*Trigger warning for those offended by/ uncomfortable with sexual masochism*
I had my session yesterday. And I didn't cry

because we weren't looking at the really difficult stuff, we were talking about what I'd done the night before - I had a lot of fun out with friends, but drank too much. It was not a mainstream event, and one friend brought his whip along, and to cut a long story short I have quite a few marks from playing with him.
In session when we were discussing this I showed my therapist a whip mark on my arm and thought nothing of it. But then, later at home, I suddenly realized I had not asked her if it was okay to do that - I just showed her. And to me it wasn't a big deal, not a nasty cut at all, but she had said to her it looked significant - so then I started worrying in case I had caused her real discomfort or distress, but that she had just kept her own feelings about it out of the room. The thing was, though, that even though I felt guilty for not remembering to check (usually I am super careful about this kind of thing) and just spontaneously showing her and unhappy at the idea of causing her distress - well, I didn't catastrophize it in my own head. I thought, I'll apologize and we can talk about it, and it will be okay - it won't have messed up our relationship forever. As it happens it wasn't a problem at all, she said it helps her understand more to see it.

§ **ASSIGNED TASK A**
Copy the therapy session post word for word from "because we weren't" to "playing with him.".
§ **ASSIGNED TASK B**
In the therapy session post, what did the therapist say seeing the whip mark does for her?

§ **GIVEN DATA**
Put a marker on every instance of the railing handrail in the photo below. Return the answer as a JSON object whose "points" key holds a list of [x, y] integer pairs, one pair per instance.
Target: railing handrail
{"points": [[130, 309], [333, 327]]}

§ **TASK SOLUTION A**
because we weren't looking at the really difficult stuff, we were talking about what I'd done the night before - I had a lot of fun out with friends, but drank too much. It was not a mainstream event, and one friend brought his whip along, and to cut a long story short I have quite a few marks from playing with him.

§ **TASK SOLUTION B**
It helps her understand more.